● Source extract:
========

Let’s take a look at an example from the early twentieth century in Vladmir Nabokov’s Invitation to a Beheading (1935). What can be seen here is the same triangularization that we see in visual art. In the final scene of the novel the madness of the condemned, the stoicism of the executioner, and the awe of the crowd are all juxtaposed as the main character, Cincinatus, tries to grasp his imminent end. The ending is ambiguous and there is room to believe that Cincinatus escaped, but there is also a suggestion that the escape was a fantasy. However, one cannot be concerned with whether the escape was “real” or not because the presence of the executioner— and the extensive power that he represents— is too dominant to escape from, and thus it does not matter if the final scene is a true escape from death or a dream-induced fantasy. Escape does not mean freedom. After his lengthy imprisonment, Cincinatus is fully aware of the full vision of dominant power. Inmuration is less dependent on the act of execution but rather the omnipresent aura of execution, embodied by the stoic executioner who only appears in the final pages. Cincinatus throughout the novel succumbs to his own paranoias that result from the fear of execution. This fear is not catalyzed by the prison warden nor his neighbor in this prison, nor even the conditions of the prison, but rather an ever-consuming fear of what the executioner will bring. Thus, Cincinatus, free or dead, is still succumbing to the natural, inevitable dominance that is carried out by the executioner. What this points to is not that Nabokov was actively writing to protect the ruling class— in fact one could present a compelling reading that he is critiquing it— but the ubiquity of this trope. By 1935, Epicureanism was no longer the subject of harsh criticism by the Church, yet the sentiment of the natural relationship between violence and power was still embodied by the executioner figure. Thus, the strands of anti-Epicurean belief are so pervasive that they still linger, if only in the representation of the power, pointing to an important aspect of the executioner figure: the paradoxical yet transcendental aura of the figure.
While the Church did not suffer from a dearth of martyrs, they did lack a cohesive story that simultaneously prioritized pain and privileged worldly power. The core tenet of the faith is centered around martyrdom, yet the story was incompatible with the cultural shift that the Church was trying to force, the effects of which we see from the Baroque to Nabokov. For the Jesus story to preserve its palpability and violence, the perpetrators of violence must be presented as a symbol of the corruption of man, not stoic handlers of justice. A reworking of the Passion to align the necessity of violence with the necessity of power would far too revisionist to serve its desired function. To preserve power through both the spectacle of executions and the artistic renderings of them, the executioner became transcendental to the execution and even to the power it protects.

========

● Location-finding entries:

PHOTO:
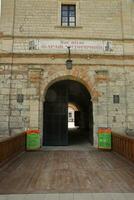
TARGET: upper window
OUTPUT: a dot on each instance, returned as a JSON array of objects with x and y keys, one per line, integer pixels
[
  {"x": 68, "y": 15},
  {"x": 0, "y": 7}
]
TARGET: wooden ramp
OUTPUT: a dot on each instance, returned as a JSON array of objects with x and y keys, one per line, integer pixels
[{"x": 67, "y": 171}]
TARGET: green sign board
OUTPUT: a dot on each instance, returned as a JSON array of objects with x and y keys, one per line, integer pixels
[
  {"x": 104, "y": 140},
  {"x": 33, "y": 141}
]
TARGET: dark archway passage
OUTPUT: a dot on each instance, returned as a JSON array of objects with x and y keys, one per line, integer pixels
[{"x": 59, "y": 95}]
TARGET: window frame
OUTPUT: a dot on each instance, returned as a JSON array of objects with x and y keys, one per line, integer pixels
[
  {"x": 116, "y": 98},
  {"x": 68, "y": 10}
]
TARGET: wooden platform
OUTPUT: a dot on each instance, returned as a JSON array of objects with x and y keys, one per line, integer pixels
[{"x": 67, "y": 171}]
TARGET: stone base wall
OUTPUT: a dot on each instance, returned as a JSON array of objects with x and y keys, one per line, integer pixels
[{"x": 33, "y": 81}]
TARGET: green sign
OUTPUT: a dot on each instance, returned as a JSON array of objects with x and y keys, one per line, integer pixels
[
  {"x": 33, "y": 141},
  {"x": 104, "y": 140}
]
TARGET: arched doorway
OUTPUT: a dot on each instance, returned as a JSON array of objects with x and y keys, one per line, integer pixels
[{"x": 58, "y": 97}]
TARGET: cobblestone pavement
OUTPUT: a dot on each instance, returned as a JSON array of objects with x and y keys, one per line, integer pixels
[{"x": 71, "y": 196}]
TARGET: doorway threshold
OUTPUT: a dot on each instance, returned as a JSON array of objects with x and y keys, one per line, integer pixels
[{"x": 83, "y": 147}]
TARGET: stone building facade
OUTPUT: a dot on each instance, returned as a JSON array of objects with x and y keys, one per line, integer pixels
[{"x": 33, "y": 52}]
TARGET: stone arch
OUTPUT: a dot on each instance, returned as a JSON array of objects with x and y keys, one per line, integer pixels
[{"x": 79, "y": 77}]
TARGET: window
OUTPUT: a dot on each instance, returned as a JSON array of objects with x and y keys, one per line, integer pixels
[
  {"x": 116, "y": 99},
  {"x": 68, "y": 15}
]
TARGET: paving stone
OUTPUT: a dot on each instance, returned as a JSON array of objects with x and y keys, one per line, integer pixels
[
  {"x": 83, "y": 196},
  {"x": 66, "y": 196}
]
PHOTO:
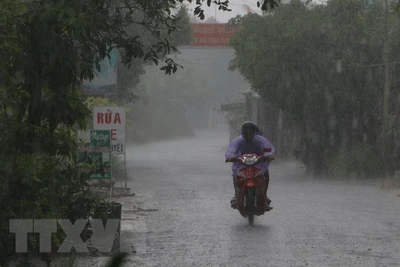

========

● What to work on:
#1 Transcribe the essay excerpt word for word, everything from "While the Church" down to "power it protects.".
#2 Edit the entries from the line containing "TARGET: stone arch" down to the end of the entries by changing "paving stone" to "flagstone" and keeping everything else the same. Return only those lines, and leave out the pictures.
The essay excerpt and the entries come from unrelated sources.

● Per-task answers:
#1
While the Church did not suffer from a dearth of martyrs, they did lack a cohesive story that simultaneously prioritized pain and privileged worldly power. The core tenet of the faith is centered around martyrdom, yet the story was incompatible with the cultural shift that the Church was trying to force, the effects of which we see from the Baroque to Nabokov. For the Jesus story to preserve its palpability and violence, the perpetrators of violence must be presented as a symbol of the corruption of man, not stoic handlers of justice. A reworking of the Passion to align the necessity of violence with the necessity of power would far too revisionist to serve its desired function. To preserve power through both the spectacle of executions and the artistic renderings of them, the executioner became transcendental to the execution and even to the power it protects.

#2
TARGET: stone arch
OUTPUT: a dot on each instance, returned as a JSON array of objects with x and y keys, one per line, integer pixels
[{"x": 79, "y": 77}]
TARGET: window
OUTPUT: a dot on each instance, returned as a JSON array of objects with x and y keys, one per line, integer pixels
[
  {"x": 116, "y": 99},
  {"x": 68, "y": 15}
]
TARGET: flagstone
OUTPUT: a dot on each instance, returned as a JSON array of objects with x and y keys, one per line, integer pixels
[
  {"x": 83, "y": 196},
  {"x": 66, "y": 196}
]
PHOTO:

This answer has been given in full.